On Fri, 3 Jul 2020, Michal Hocko wrote:

> > > I'd like to discuss the feasibility of a stat similar to
> > > si_mem_available() but at memcg scope which would specify how much memory
> > > can be charged without I/O.
> > >
> > > The si_mem_available() stat is based on heuristics so this does not
> > > provide an exact quantity that is actually available at any given time,
> > > but can otherwise provide userspace with some guidance on the amount of
> > > reclaimable memory.  See the description in
> > > Documentation/filesystems/proc.rst and its implementation.
> 
> I have to say I was a fan of this metric when it was introduced mostly
> because it has removed that nasty subtle detail that Cached value
> includes the swap backed memory (e.g. shmem) and that has caused a lot
> of confusion. But I became very skeptical over time because it is really
> hard to set expectations right when relying on the value for two main
> reasons
> 	- it is a global snapshot value and as such it becomes largely
> 	  unusable for any decisions which are not implemented right
> 	  away or if there are multiple uncoordinated consumers.
> 	- it is not really hard to trigger "corner" cases where a careful
> 	  use of MemAvailable still leads to a lot of memory reclaim
> 	  even for single large consumer. What we consider reclaimable
> 	  might be pinned for different reasons or situation simply
> 	  changes. Our documentation claims that following this guidance
> 	  will help prevent from swapping/reclaim yet this is not true
> 	  and I have seen bug reports in the past.

- Items -
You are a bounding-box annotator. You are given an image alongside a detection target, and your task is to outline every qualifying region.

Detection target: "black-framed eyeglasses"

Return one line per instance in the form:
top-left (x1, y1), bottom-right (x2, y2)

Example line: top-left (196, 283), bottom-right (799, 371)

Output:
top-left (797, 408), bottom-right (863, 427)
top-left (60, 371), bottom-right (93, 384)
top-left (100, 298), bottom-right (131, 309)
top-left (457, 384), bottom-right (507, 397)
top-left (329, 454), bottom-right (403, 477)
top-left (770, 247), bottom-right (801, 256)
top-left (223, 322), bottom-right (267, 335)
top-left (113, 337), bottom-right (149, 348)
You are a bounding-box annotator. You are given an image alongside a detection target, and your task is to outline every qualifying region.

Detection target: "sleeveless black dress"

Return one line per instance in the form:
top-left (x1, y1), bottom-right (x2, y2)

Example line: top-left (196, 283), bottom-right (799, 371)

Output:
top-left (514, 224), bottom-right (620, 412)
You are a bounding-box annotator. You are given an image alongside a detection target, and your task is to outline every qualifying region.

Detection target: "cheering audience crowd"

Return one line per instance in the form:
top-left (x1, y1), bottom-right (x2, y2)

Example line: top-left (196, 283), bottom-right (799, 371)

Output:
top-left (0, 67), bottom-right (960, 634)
---
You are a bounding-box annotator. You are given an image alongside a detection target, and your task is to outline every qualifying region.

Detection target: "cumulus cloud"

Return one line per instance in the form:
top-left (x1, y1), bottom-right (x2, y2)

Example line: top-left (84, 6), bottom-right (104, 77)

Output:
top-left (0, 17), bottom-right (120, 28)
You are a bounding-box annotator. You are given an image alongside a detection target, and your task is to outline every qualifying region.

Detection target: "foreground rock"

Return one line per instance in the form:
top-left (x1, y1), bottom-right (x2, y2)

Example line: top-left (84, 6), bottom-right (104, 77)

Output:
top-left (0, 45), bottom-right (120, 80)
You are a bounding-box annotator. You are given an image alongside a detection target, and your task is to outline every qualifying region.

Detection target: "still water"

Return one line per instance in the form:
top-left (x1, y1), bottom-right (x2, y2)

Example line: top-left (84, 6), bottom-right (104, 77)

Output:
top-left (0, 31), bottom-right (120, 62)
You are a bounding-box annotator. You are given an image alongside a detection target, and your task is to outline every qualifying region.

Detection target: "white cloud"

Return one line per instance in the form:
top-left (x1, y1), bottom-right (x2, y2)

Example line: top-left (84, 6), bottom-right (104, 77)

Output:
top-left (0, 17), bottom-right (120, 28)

- Exercise task -
Reproduce word for word the whole email reply above about a memcg-level counterpart to si_mem_available(), keeping every line and quote marker.

- Task output -
On Fri, 3 Jul 2020, Michal Hocko wrote:

> > > I'd like to discuss the feasibility of a stat similar to
> > > si_mem_available() but at memcg scope which would specify how much memory
> > > can be charged without I/O.
> > >
> > > The si_mem_available() stat is based on heuristics so this does not
> > > provide an exact quantity that is actually available at any given time,
> > > but can otherwise provide userspace with some guidance on the amount of
> > > reclaimable memory.  See the description in
> > > Documentation/filesystems/proc.rst and its implementation.
> 
> I have to say I was a fan of this metric when it was introduced mostly
> because it has removed that nasty subtle detail that Cached value
> includes the swap backed memory (e.g. shmem) and that has caused a lot
> of confusion. But I became very skeptical over time because it is really
> hard to set expectations right when relying on the value for two main
> reasons
> 	- it is a global snapshot value and as such it becomes largely
> 	  unusable for any decisions which are not implemented right
> 	  away or if there are multiple uncoordinated consumers.
> 	- it is not really hard to trigger "corner" cases where a careful
> 	  use of MemAvailable still leads to a lot of memory reclaim
> 	  even for single large consumer. What we consider reclaimable
> 	  might be pinned for different reasons or situation simply
> 	  changes. Our documentation claims that following this guidance
> 	  will help prevent from swapping/reclaim yet this is not true
> 	  and I have seen bug reports in the past.